(EXERCISE PROMPT): Could you copy every record below exactly, leaving out the pictures?

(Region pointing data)
***

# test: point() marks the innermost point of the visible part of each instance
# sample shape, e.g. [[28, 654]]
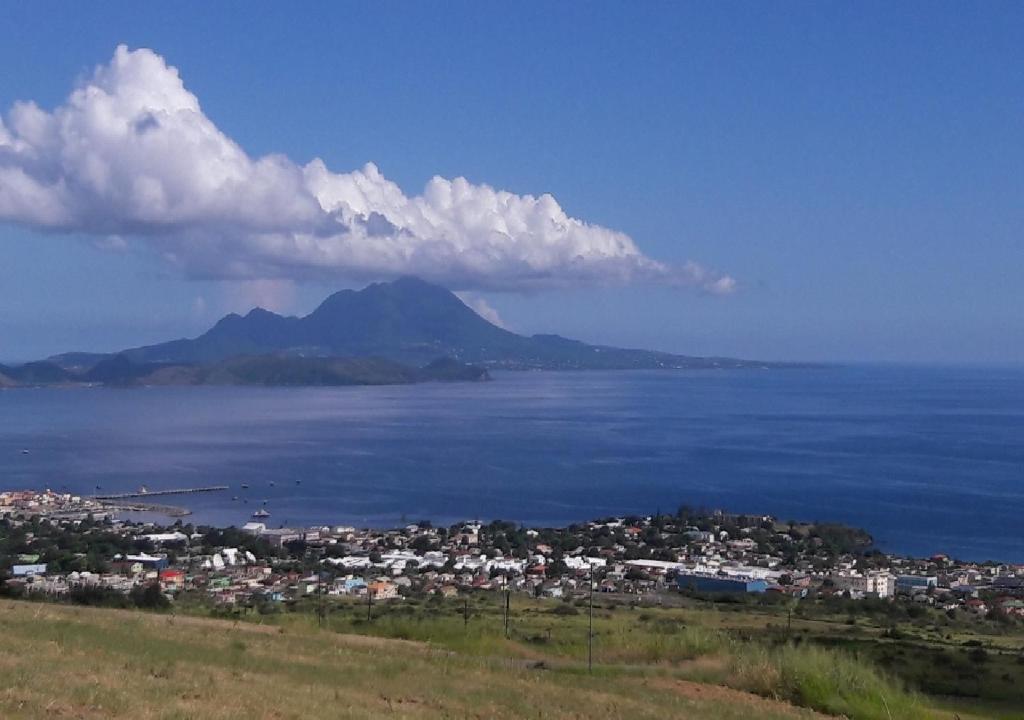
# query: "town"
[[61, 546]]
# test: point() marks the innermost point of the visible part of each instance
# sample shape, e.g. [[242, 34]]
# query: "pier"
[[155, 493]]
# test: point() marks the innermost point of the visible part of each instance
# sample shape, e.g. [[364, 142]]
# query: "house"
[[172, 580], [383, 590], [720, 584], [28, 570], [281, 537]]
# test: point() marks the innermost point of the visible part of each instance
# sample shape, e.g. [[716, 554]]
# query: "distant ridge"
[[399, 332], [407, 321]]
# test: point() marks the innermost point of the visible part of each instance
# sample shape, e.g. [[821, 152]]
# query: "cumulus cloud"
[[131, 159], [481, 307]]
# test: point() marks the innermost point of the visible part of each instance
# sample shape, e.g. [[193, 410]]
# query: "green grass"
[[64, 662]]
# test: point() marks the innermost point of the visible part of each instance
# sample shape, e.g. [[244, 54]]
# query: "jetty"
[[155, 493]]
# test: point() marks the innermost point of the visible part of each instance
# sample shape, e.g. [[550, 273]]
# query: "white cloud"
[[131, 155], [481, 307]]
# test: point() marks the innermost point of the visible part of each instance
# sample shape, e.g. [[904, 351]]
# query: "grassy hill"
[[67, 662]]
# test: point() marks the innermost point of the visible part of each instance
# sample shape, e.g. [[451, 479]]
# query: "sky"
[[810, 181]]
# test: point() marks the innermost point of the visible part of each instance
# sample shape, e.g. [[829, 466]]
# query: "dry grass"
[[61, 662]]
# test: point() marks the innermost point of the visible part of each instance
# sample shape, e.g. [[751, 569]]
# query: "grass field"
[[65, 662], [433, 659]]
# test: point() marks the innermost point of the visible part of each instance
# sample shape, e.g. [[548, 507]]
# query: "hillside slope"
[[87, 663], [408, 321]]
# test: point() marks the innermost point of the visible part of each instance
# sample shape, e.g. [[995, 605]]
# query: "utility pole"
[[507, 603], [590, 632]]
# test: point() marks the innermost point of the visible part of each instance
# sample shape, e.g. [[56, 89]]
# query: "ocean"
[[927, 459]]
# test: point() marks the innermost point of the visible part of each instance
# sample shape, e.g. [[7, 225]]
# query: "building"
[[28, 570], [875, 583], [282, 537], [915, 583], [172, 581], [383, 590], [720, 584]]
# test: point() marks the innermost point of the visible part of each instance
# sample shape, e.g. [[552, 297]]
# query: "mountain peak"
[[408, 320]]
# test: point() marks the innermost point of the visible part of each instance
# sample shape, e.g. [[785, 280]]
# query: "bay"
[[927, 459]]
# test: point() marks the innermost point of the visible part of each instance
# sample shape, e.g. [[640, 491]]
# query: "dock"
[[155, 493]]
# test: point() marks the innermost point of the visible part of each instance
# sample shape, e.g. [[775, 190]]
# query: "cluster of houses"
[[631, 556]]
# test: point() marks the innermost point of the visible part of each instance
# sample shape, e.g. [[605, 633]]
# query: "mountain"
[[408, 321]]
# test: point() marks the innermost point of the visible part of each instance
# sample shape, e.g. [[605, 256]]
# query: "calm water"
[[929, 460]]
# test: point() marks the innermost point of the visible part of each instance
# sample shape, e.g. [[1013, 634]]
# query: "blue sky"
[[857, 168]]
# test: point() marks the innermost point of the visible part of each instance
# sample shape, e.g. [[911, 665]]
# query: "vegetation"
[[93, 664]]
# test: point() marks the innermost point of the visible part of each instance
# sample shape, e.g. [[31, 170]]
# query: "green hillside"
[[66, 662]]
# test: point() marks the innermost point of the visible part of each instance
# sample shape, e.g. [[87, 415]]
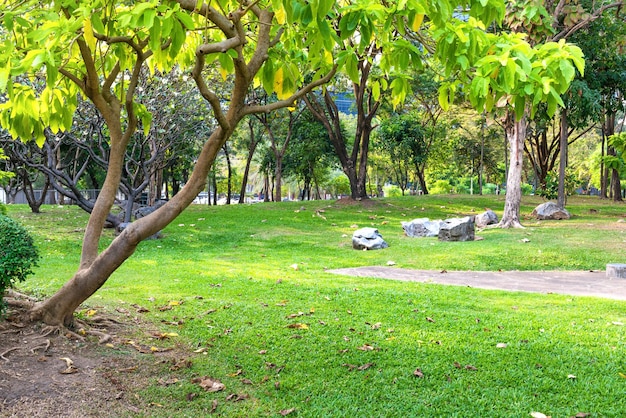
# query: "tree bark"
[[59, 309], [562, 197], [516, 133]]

***

(THE ANSWER):
# test: point() marks the innermost point of the visible part of each instance
# sample shape, e.g. [[28, 654]]
# query: "town"
[[61, 546]]
# test: point() marks the innermost point of the visible part of each instance
# sample shape, e.g. [[242, 34]]
# query: "pier"
[[155, 493]]
# test: point() marks the innermost point of the visible part of each instance
# sample shape, e.g. [[364, 142]]
# query: "house"
[[172, 580], [383, 590], [720, 584], [28, 570], [281, 537]]
# test: point() marks the innermost point of the visible part of each instance
# sample shape, e.g. [[716, 554]]
# query: "distant ridge"
[[399, 332], [407, 321]]
# test: point() marks the innermost point of the visible part of each instance
# sample shape, e.g. [[821, 152]]
# query: "cumulus cloud"
[[131, 159], [481, 307]]
# test: point() marks the innermost point of the visible part of each instance
# sample shape, e.g. [[193, 410]]
# query: "green grass"
[[64, 662]]
# test: point() marks the innermost point of the visible part of each instance
# sample shape, e.g. [[244, 54]]
# query: "jetty"
[[155, 493]]
# test: point() marks the innermost point of the visible part of each instance
# sample shape, e.g. [[550, 273]]
# query: "white cloud"
[[131, 155], [481, 307]]
# test: point() marks the innermost point of the visible part of each instance
# sample shape, e.g. [[904, 351]]
# query: "grassy hill"
[[67, 662]]
# test: point() marks the innermost point of the visible part of each instance
# sample shape, e.g. [[451, 479]]
# query: "sky"
[[810, 181]]
# test: point() marks the innermost point of the visible part of each instance
# sample shape, e.g. [[829, 466]]
# query: "dry grass"
[[61, 662]]
# test: point() marks the innermost point of the visible part of each instance
# sample shape, e.g. [[751, 569]]
# query: "grass field"
[[65, 662], [433, 659]]
# test: point() marks the innermost point of the visible part of each instance
# sample shape, e.g. [[548, 507]]
# query: "hillside slope"
[[87, 663], [408, 321]]
# test: point() marks the innermost point of the visible part of each instance
# sample shape, e.g. [[995, 605]]
# query: "utility pole"
[[507, 603], [590, 632]]
# test: point() marks the innermost point of the visible part of each instance
# sample shape, e.g. [[56, 89]]
# query: "ocean"
[[927, 459]]
# test: point() marks the innermost point of the visible part of each instance
# sample shape, e.g. [[7, 225]]
# query: "building"
[[28, 570], [875, 583], [282, 537], [915, 583], [172, 581], [383, 590], [720, 584]]
# test: point() marks the innermost point of the visible part of each instance
# sample shape, e.g. [[552, 297]]
# query: "mountain peak"
[[408, 320]]
# test: point() marks the innermost point of the visible part of each instance
# sample shape, e.g. [[785, 280]]
# query: "bay"
[[927, 459]]
# test: point() marks the innermost point of the visible part of each instance
# sample shape, e.g. [[640, 491]]
# query: "dock"
[[155, 493]]
# test: point() marks the innermost point of the visible part of each instance
# sample shape, e.g. [[775, 190]]
# query: "cluster of houses"
[[631, 556]]
# test: point() marks the innermost point of the visible part of each instance
# sample shape, e.g. [[605, 633]]
# query: "mountain"
[[408, 321]]
# test: point() marks the innermost point of the visible part of each instance
# sample shape, e.g. [[605, 256]]
# query: "calm water"
[[929, 460]]
# test: point() marks the innermost point of the visible part of each instance
# sample shape, e.g. [[1013, 634]]
# query: "blue sky"
[[857, 168]]
# test: point() marks the innermost point of the visible part of each instance
# sample shape, e.g. [[911, 665]]
# query: "vegetation"
[[93, 664]]
# test: point() marks the innermost point of the visible part of each instance
# sample shape, e.g. [[31, 170]]
# query: "green hillside"
[[66, 662]]
# test: point() marks the innermost point of the visible part of each instance
# sample shape, e.g. [[87, 415]]
# query: "tree bark"
[[59, 309], [562, 197], [516, 133]]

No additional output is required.